## RAW DATA
* begin *

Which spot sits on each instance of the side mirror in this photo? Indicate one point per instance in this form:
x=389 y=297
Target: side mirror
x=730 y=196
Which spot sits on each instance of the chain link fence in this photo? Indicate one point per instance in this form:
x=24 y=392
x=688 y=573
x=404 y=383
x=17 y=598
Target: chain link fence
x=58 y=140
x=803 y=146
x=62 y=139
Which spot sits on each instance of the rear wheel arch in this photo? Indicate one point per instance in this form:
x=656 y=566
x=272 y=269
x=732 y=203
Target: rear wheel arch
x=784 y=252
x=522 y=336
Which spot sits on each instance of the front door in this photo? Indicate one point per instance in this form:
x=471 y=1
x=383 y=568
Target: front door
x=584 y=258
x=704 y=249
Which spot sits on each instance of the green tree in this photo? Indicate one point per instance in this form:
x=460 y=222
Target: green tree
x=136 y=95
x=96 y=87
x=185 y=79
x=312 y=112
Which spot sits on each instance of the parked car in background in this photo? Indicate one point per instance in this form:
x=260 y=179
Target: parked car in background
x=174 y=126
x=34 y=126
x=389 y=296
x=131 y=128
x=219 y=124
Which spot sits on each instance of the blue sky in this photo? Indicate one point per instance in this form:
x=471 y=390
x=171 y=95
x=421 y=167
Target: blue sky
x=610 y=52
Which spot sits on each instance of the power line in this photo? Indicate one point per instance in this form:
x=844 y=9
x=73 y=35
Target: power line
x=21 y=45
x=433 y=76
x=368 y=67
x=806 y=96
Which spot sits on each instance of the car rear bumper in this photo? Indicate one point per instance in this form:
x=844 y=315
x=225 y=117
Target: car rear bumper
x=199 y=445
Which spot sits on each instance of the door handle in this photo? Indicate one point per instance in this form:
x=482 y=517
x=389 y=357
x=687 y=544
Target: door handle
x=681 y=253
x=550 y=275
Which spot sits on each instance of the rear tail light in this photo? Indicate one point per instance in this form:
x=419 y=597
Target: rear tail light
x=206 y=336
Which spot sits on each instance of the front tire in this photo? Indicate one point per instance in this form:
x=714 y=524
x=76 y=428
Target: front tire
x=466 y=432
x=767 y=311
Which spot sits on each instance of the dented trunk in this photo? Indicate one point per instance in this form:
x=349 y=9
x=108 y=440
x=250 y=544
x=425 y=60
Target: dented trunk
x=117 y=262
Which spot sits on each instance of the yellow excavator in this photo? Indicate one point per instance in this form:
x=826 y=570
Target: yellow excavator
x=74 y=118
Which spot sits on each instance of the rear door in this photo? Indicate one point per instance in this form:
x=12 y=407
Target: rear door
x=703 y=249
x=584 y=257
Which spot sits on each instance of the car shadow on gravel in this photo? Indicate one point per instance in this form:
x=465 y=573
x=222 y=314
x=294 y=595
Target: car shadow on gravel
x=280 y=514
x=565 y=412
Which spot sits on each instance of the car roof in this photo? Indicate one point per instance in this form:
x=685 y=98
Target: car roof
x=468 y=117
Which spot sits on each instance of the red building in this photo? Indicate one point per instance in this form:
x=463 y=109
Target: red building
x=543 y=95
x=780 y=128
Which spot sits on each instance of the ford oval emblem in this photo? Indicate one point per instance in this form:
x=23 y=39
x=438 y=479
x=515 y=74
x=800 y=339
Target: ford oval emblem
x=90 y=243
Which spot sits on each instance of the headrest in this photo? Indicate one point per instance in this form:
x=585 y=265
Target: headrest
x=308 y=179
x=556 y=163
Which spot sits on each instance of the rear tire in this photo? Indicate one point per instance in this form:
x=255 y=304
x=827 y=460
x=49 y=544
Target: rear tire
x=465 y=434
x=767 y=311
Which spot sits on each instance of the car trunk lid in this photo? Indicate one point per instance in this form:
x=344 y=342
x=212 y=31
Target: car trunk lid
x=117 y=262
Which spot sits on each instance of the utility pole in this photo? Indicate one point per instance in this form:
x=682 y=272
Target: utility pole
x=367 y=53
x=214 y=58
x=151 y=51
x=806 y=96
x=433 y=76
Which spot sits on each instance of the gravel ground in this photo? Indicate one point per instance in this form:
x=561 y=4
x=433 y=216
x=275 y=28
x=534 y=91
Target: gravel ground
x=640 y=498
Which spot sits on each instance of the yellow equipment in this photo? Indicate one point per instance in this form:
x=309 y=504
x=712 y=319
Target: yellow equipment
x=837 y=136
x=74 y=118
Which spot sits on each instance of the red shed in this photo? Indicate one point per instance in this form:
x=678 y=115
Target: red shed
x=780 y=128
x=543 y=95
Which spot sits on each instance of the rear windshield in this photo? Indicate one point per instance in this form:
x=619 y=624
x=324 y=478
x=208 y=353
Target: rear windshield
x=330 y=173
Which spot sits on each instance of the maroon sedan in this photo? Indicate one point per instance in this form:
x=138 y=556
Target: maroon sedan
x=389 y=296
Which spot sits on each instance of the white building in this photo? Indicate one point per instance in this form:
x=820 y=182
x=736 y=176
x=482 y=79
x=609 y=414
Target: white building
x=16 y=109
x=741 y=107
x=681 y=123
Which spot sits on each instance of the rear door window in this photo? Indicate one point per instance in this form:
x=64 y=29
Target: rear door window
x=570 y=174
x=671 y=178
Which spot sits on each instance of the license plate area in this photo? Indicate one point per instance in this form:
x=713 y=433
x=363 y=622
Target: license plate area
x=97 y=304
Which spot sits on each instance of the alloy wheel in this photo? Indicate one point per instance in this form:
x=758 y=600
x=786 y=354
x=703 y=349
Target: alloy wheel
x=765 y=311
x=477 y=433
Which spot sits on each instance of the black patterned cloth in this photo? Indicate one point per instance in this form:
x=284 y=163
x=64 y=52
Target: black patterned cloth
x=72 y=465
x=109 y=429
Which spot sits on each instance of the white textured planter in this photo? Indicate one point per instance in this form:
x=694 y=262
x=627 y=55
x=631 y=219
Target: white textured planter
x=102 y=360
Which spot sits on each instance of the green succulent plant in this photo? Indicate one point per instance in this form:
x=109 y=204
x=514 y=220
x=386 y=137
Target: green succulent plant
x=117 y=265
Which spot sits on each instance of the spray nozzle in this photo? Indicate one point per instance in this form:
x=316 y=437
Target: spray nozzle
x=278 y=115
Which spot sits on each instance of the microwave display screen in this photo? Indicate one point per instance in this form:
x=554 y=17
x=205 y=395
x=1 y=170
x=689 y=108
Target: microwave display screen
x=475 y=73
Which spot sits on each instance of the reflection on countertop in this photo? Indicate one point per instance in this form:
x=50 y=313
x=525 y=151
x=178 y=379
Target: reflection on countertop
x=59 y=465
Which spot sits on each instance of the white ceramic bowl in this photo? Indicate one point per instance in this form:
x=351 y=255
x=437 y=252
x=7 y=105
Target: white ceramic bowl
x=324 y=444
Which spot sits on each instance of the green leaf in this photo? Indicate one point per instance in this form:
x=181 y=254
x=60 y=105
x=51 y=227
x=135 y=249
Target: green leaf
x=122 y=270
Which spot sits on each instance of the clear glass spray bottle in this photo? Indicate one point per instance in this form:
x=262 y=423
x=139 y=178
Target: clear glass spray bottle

* end *

Rewrite all of the records above, substituting "Mark" for every "Indicate" and keeping everything else the same.

## SOLUTION FOR THIS EXERCISE
Which spot sits on each instance of the side mirror in this photo? Mark one point per instance in this form:
x=389 y=297
Target: side mirror
x=730 y=196
Which spot sits on each instance of the chain link fence in this photo? Mark one point per instance in this form:
x=24 y=392
x=688 y=573
x=404 y=383
x=17 y=598
Target: chain link fence
x=58 y=140
x=803 y=146
x=62 y=139
Which spot sits on each instance of the rear wheel arch in this photo? Mark one point per instance in this form:
x=656 y=566
x=272 y=269
x=732 y=203
Target: rear wheel arch
x=784 y=252
x=522 y=336
Which spot sits on each instance of the front door in this photo? Mark one point per instance in this form:
x=471 y=1
x=383 y=568
Target: front door
x=584 y=258
x=704 y=249
Which spot sits on each instance of the green tree in this photo? Mark one point per instance in this form:
x=460 y=222
Target: green tree
x=136 y=95
x=96 y=87
x=185 y=79
x=312 y=112
Which spot sits on each instance of the parked car in background in this photo? Mark one point per instance in this form:
x=260 y=179
Target: parked car in background
x=174 y=126
x=34 y=126
x=389 y=296
x=131 y=128
x=219 y=124
Which spot sits on each instance of the blue sky in this photo? Mark one point per instance in this form:
x=471 y=390
x=171 y=95
x=421 y=167
Target: blue sky
x=610 y=52
Which spot sits on each instance of the power line in this photo? Mark one point per instance in this form:
x=844 y=9
x=73 y=35
Target: power line
x=21 y=45
x=433 y=76
x=368 y=67
x=806 y=96
Which spot sits on each instance of the car rear bumper in this photo? Mark one point per instance in this form:
x=844 y=315
x=225 y=117
Target: car rear bumper
x=199 y=445
Which spot sits on each instance of the door handle in this photo? Mark one point per instance in this form:
x=482 y=517
x=389 y=357
x=687 y=544
Target: door handle
x=681 y=253
x=550 y=275
Which spot sits on each instance of the rear tail light in this photo? Mark one point per instance in this form:
x=419 y=597
Target: rear tail light
x=206 y=336
Which spot sits on each instance of the front tire in this photo? Mark one point per instance in this form:
x=714 y=524
x=76 y=428
Target: front tire
x=466 y=432
x=767 y=311
Which spot sits on each instance of the dented trunk in this photo? Mark one point per instance in this form:
x=349 y=9
x=108 y=440
x=250 y=544
x=425 y=60
Target: dented trunk
x=117 y=262
Which spot sits on each instance of the yellow excavator in this photo? Mark one point per instance in this form:
x=826 y=570
Target: yellow excavator
x=74 y=118
Which spot sits on each instance of the rear door in this photo? Mark one point per instance in this form:
x=12 y=407
Target: rear door
x=703 y=249
x=584 y=257
Which spot sits on each instance of the car shadow on gravel in this photo? Mark one point per instance in this form:
x=465 y=573
x=222 y=314
x=294 y=595
Target: car shadow on gravel
x=280 y=514
x=565 y=412
Which spot sits on each instance of the car roof in this photo? Mark one point per instance in this form:
x=685 y=98
Target: car roof
x=468 y=117
Which spot sits on each instance of the red building in this photo? Mark one point per instance in this form:
x=463 y=109
Target: red building
x=543 y=95
x=780 y=128
Which spot sits on each instance of the ford oval emblem in this photo? Mark one point per instance in this form:
x=23 y=39
x=438 y=479
x=515 y=74
x=800 y=339
Target: ford oval emblem
x=90 y=243
Which spot sits on each instance of the headrest in this photo? Mark one point per instance in this form:
x=585 y=265
Target: headrest
x=308 y=179
x=556 y=163
Which spot sits on each instance of the rear tire in this photo? Mark one point per instance in this form:
x=255 y=304
x=827 y=460
x=49 y=544
Target: rear tire
x=465 y=434
x=767 y=311
Which spot sits on each instance of the car trunk lid in this photo? Mark one point per instance in this form:
x=344 y=342
x=212 y=31
Target: car trunk lid
x=117 y=262
Which spot sits on each instance of the utility pole in this photo? Mark one point per instance in this form:
x=682 y=272
Target: utility pole
x=367 y=53
x=214 y=58
x=151 y=51
x=806 y=96
x=433 y=76
Which spot sits on each instance of the gravel ground in this photo? Mark one point per instance in this form:
x=561 y=4
x=433 y=216
x=275 y=28
x=534 y=91
Target: gravel ground
x=640 y=498
Which spot sits on each instance of the yellow equipment in this photo? Mark one point per instance in this form:
x=309 y=504
x=712 y=319
Target: yellow equipment
x=837 y=136
x=74 y=118
Which spot sits on each instance of the red shed in this photo? Mark one point per instance in this form:
x=678 y=115
Target: red shed
x=780 y=128
x=543 y=95
Which spot sits on each instance of the rear windshield in this photo? Mark one point per instance in this form:
x=619 y=624
x=324 y=478
x=208 y=353
Target: rear windshield
x=330 y=173
Which spot sits on each instance of the maroon sedan in this photo? Mark one point per instance in this form:
x=138 y=556
Target: maroon sedan
x=389 y=296
Which spot sits on each instance of the white building in this photo? Mark one point per instance in this form:
x=820 y=182
x=736 y=176
x=482 y=79
x=609 y=414
Target: white building
x=16 y=109
x=741 y=107
x=681 y=123
Which spot sits on each instance of the rear door window in this photo? Mark one point per instance in this form:
x=64 y=29
Target: rear door window
x=570 y=174
x=671 y=178
Which spot sits on each instance of the license plate area in this photo? Mark one point per instance in this form:
x=713 y=433
x=363 y=622
Target: license plate area
x=97 y=304
Which spot sits on each instance of the alloy wheel in this photo? Mark one point per instance in this form:
x=758 y=600
x=786 y=354
x=703 y=349
Target: alloy wheel
x=765 y=311
x=477 y=433
Which spot sits on each instance of the black patterned cloth in this photo? Mark one point per instance in this form:
x=284 y=163
x=64 y=52
Target: black patterned cloth
x=72 y=465
x=109 y=429
Which spot sits on each instance of the white textured planter in this photo? Mark one point per instance in this form:
x=694 y=262
x=627 y=55
x=631 y=219
Target: white textured planter
x=102 y=360
Which spot sits on each instance of the green succulent plant in this photo? Mark one point per instance in this form:
x=109 y=204
x=514 y=220
x=386 y=137
Target: green succulent plant
x=117 y=265
Which spot sits on each instance of the spray nozzle in this photo? Mark one point per instance in this form:
x=316 y=437
Target: spray nozzle
x=278 y=115
Which spot sits on each instance of the microwave display screen in this photo? Mark one point per instance in this form:
x=554 y=17
x=205 y=395
x=1 y=170
x=689 y=108
Target: microwave display screen
x=475 y=73
Which spot sits on each instance of the reflection on countertop in this photo? Mark one point per instance in this form:
x=50 y=313
x=525 y=151
x=178 y=379
Target: reflection on countertop
x=59 y=465
Which spot sits on each instance of the white ceramic bowl in this photo? Mark one point per instance in this form:
x=351 y=255
x=437 y=252
x=7 y=105
Target: white ceramic bowl
x=324 y=444
Which spot sits on each instance of the green leaf in this photo? Mark one point per instance in this form:
x=181 y=254
x=60 y=105
x=51 y=227
x=135 y=249
Target: green leaf
x=122 y=270
Which spot sits on each instance of the clear glass spray bottle in this photo? Mark one point per instance in this form:
x=262 y=423
x=139 y=178
Target: clear glass spray bottle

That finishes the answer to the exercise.